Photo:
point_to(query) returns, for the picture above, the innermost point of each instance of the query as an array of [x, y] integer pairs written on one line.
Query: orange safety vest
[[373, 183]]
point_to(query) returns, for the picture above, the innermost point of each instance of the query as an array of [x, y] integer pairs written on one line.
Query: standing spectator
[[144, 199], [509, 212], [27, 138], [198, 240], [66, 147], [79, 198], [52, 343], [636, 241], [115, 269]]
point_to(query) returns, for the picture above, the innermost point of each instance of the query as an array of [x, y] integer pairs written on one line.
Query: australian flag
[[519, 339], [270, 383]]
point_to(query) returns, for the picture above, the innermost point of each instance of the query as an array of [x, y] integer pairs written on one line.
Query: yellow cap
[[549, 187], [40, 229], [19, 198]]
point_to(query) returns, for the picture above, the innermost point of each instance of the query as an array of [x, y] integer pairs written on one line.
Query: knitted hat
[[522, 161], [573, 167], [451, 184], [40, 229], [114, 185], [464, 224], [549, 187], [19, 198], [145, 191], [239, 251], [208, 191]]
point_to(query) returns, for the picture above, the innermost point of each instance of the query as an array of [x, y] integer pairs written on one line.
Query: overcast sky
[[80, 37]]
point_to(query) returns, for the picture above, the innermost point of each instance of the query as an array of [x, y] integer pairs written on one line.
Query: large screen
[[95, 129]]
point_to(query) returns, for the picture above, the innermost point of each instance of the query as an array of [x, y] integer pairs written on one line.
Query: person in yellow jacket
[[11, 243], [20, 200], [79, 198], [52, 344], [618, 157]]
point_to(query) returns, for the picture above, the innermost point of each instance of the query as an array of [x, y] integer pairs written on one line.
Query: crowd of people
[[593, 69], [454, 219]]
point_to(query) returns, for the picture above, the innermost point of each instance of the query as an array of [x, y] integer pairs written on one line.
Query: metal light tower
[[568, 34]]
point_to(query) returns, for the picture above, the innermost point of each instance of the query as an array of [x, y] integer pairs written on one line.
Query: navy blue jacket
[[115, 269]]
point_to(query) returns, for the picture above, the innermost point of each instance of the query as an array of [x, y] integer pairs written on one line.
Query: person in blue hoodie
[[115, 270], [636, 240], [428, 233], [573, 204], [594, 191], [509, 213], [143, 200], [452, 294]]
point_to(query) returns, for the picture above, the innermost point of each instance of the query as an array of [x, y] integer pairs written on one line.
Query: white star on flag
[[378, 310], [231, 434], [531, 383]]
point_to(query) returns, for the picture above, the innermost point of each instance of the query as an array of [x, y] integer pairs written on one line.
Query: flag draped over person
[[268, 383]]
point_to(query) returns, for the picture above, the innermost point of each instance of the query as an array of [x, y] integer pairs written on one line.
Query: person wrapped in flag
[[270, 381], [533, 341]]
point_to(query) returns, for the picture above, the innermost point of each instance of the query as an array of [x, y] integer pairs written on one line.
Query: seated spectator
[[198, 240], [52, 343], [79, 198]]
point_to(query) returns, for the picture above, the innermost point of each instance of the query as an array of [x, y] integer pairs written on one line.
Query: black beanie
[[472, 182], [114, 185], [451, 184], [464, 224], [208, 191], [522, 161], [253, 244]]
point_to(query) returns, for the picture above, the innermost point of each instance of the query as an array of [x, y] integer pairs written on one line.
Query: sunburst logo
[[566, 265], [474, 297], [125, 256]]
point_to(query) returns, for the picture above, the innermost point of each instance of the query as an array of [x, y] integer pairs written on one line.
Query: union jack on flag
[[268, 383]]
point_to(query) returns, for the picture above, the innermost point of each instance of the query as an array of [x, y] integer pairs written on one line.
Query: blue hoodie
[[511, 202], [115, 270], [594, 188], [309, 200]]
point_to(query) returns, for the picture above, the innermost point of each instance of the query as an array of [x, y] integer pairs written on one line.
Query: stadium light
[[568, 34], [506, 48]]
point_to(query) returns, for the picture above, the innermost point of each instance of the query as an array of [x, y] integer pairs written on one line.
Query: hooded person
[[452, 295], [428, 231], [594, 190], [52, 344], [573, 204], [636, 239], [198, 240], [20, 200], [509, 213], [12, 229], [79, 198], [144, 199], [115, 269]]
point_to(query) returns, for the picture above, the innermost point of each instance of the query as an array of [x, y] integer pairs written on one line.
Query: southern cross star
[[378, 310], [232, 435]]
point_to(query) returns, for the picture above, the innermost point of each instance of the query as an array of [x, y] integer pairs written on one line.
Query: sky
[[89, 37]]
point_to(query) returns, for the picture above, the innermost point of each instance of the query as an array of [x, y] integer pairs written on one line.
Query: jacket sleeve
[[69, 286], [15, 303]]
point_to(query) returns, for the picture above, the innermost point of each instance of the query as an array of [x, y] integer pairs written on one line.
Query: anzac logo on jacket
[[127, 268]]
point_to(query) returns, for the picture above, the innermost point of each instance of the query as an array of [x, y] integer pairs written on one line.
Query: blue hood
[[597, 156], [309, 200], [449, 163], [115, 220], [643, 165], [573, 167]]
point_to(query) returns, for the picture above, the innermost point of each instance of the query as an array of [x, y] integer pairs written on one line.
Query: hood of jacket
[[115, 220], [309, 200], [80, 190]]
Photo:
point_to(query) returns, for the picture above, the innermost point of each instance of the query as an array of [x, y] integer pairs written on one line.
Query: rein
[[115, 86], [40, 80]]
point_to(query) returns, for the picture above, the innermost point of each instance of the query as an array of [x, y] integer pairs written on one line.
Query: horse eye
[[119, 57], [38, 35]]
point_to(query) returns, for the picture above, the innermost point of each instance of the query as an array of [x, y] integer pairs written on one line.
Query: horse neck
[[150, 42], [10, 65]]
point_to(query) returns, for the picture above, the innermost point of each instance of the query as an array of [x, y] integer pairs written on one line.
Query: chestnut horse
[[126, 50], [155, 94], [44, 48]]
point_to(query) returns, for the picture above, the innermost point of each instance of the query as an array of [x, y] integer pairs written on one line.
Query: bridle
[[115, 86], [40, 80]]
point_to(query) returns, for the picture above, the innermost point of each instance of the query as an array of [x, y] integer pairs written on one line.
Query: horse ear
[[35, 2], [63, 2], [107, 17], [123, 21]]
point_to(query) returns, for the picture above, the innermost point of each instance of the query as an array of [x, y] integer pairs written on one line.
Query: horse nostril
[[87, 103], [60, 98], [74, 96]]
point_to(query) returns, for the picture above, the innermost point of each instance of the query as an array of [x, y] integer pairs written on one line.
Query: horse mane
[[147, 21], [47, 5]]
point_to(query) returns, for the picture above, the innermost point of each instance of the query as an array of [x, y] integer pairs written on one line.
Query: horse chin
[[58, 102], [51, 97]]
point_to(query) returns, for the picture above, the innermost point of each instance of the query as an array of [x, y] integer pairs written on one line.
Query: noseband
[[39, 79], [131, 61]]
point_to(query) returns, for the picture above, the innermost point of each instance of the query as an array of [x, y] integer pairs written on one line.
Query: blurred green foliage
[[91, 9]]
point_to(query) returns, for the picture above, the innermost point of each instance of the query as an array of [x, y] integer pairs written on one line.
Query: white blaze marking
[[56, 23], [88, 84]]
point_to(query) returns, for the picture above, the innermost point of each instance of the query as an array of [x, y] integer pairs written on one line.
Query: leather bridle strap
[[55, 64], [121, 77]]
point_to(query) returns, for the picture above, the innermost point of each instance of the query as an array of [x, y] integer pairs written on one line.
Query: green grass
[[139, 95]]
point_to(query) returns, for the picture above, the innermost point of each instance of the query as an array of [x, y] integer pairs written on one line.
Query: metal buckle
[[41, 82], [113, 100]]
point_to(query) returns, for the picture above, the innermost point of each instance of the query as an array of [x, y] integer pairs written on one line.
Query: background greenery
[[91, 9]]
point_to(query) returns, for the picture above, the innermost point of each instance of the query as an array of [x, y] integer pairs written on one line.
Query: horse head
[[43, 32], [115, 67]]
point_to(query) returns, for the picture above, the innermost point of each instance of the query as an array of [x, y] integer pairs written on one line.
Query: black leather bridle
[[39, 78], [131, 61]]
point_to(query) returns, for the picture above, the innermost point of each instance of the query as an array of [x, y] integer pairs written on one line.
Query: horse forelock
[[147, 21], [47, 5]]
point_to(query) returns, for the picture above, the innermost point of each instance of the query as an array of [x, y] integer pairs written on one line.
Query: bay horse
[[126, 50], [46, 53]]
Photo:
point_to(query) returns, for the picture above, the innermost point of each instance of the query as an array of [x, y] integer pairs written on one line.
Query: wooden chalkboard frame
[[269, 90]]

=======

== What is required ==
Please rewrite the listing from its first line through the line containing "[[373, 183]]", keeping the requests, and offset every coordinate in the answers by -132.

== Written solution ==
Photo:
point_to(query) returns, for the picture above, the innermost point of each instance of the query as an array of [x, y] integer pairs written on one line.
Query: orange safety vest
[[241, 51]]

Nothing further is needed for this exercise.